Page excerpt:
Weekly Wire
Weekly Alibi Lost In Cyberspace

By Devin D. O'Leary

JUNE 1, 1998: 

Oh No! There Goes Tokyo!

Godzilla on the WWW

As if you didn't already know: The very first American-made Godzilla film was released last Wednesday. Doubtless it will be eating up the box office for weeks to come. Godzilla, of course, has a history dating back more than 40 years. This temperamental lizard has spawned several generations of rabid fans who collect monster movie win-loss records and other meaningless stats like crazed baseball fanatics. Naturally, these same rabid fans find themselves drawn to the Internet to share their obsession with other like-minded individuals. With the release of this American 'Zilla thriller, Godzilla sites are multiplying like mutated rabbits. Here is a small sampling of some of the better G-fan pages.

Barry's Temple of Godzilla (www.stomptokyo.com/godzillatemple/)--Barry is undoubtedly a big Godzilla fan, and for that we've got to respect him. His devotion is so great that he was even quoted in a recent Wall Street Journal article about the new movie and was consulted by the Hershey's company on the design of their new Godzilla chocolate bar. All of this is not to imply that Barry is anything more than a slobbering fanboy with a computer. From this attractively designed page, you can check out Barry's reviews of assorted films and books (all Godzilla-related, of course), ogle his collection of Godzilla toys and thumb through his stockpile of Godzilla pictures. Barry has recently added a brief review of the new Godzilla movie (he liked it, but doesn't really consider it a "Godzilla" movie). The cartoon graphics are a nice touch (even though Barry went a bit crazy on the colors here), but the little animated icons (like a walking baby 'Zilla) tend to slow page-loading to a crawl. The best part of the Temple is probably the short movie clips you can download to your desktop. The strangest? How about Barry's two online Godzilla novels. Oh boy, fan-fic! The Big B's obviously put a lot of work into 'em--all I can say is don't quit your day job, Barry.

Work to complete:
- a) Answer each question from the Godzilla column, one per line:
(i) According to the column, on what day was the first American-made Godzilla film released?
(ii) Which company consulted Barry, and about what?
(iii) What does the column say slows page-loading on Barry's Temple of Godzilla?
- b) Can you pick up the Godzilla column after its final sentence and keep it going?

Records:
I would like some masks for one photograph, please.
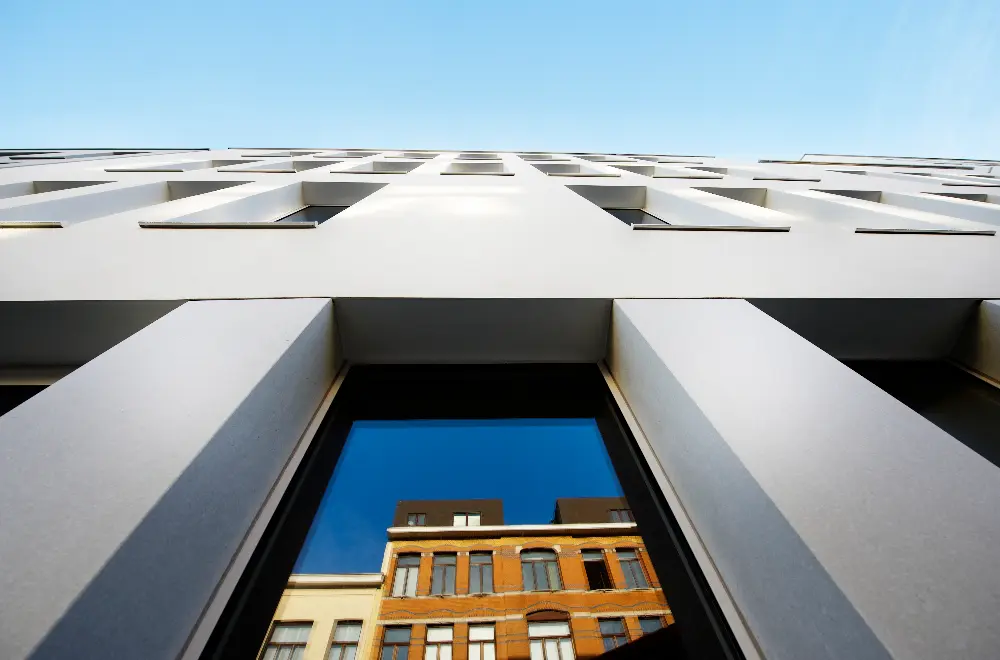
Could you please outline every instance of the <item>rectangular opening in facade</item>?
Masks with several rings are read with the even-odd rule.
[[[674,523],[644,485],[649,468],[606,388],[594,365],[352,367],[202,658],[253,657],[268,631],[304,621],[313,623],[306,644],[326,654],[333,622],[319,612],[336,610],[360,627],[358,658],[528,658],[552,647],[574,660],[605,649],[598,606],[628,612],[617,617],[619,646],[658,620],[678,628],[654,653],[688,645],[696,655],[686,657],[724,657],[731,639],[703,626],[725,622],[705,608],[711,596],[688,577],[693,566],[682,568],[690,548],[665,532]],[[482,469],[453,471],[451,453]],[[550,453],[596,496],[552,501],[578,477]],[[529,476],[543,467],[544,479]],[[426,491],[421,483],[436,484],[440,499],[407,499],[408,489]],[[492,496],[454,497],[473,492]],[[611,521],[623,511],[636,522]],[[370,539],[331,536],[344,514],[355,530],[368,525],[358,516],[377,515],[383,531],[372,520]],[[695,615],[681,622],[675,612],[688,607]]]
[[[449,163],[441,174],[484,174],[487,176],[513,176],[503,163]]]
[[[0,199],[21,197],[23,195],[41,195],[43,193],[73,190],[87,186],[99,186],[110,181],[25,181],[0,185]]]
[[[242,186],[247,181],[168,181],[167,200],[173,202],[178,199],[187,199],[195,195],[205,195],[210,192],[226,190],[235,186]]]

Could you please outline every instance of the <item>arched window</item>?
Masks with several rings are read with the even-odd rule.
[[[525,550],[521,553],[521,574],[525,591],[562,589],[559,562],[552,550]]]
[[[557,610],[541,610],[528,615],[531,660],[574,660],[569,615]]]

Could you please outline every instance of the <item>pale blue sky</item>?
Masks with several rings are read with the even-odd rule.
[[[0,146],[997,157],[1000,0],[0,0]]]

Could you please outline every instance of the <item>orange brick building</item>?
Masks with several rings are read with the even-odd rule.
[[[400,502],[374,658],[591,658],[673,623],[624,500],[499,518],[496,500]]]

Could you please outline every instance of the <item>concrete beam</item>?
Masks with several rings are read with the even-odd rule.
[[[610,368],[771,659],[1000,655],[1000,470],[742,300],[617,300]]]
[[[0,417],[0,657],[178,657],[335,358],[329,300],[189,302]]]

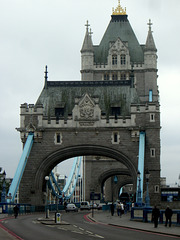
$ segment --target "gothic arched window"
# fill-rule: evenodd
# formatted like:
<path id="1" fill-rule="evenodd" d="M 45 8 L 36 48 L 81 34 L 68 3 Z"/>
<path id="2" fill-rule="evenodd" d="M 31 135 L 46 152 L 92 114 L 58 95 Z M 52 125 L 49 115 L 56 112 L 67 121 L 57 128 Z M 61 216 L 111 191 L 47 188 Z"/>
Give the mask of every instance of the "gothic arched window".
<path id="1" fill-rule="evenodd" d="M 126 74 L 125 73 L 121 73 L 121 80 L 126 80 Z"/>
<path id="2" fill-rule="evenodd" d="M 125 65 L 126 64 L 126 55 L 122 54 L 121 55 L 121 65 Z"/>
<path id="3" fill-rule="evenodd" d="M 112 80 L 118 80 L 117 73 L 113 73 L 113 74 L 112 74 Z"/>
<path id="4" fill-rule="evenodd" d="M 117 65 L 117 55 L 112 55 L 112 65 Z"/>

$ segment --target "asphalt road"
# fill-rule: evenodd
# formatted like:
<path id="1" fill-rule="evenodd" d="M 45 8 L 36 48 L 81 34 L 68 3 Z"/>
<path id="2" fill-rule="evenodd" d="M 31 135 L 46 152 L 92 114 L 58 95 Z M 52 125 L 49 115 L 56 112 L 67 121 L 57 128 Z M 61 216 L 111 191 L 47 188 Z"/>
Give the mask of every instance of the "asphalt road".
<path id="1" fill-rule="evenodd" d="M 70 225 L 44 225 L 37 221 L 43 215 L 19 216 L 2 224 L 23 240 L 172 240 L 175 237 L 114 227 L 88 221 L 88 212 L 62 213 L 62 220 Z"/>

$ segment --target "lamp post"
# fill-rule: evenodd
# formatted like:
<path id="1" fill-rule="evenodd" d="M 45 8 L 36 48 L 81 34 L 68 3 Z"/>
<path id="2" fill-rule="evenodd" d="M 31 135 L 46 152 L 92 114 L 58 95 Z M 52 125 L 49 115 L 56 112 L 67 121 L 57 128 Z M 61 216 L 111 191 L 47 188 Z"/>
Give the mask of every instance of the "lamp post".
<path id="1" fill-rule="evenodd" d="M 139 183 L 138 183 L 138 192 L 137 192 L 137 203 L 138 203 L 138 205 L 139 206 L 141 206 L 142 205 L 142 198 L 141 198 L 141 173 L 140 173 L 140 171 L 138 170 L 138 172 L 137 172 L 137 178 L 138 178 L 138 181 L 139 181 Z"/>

Results:
- a)
(i) Last Wednesday.
(ii) The Hershey's company, on the design of its new Godzilla chocolate bar.
(iii) The little animated icons, such as a walking baby 'Zilla.

- b)
Alan's Kaiju Room (www.parlorcity.com/awiterrowd/kaiju/)--Alan is another fanboy with a mission. He wants to be a sort of repository of Godzilla info on the WWW. The Kaiju Room has the usual pile of Godzilla pictures and lore but also includes a fine selection of links and the most up-to-date info on Godzilla conventions around the United States. Alan's has also become the resting place for two important documents--namely, "The Monster Gallery" and "The Guide to Kaiju Biology." Both documents were rescued from Mark Melon's late, lamented Godzilla page and contain loads of stats, pics and sounds (woo-hoo!) from nearly all the monsters in the Big G pantheon. "The Guide to Kaiju Biology" is especially entertaining, running down the finer points of Godzilla's internal organs and pondering the flight capabilities of Mothra. "Kaiju," in case you're not up on the lingo, is Japanese for monster. "Kaiju Eiga"--essentially "monster movies"--is the term used to describe the films of Godzilla and his gigantic ilk.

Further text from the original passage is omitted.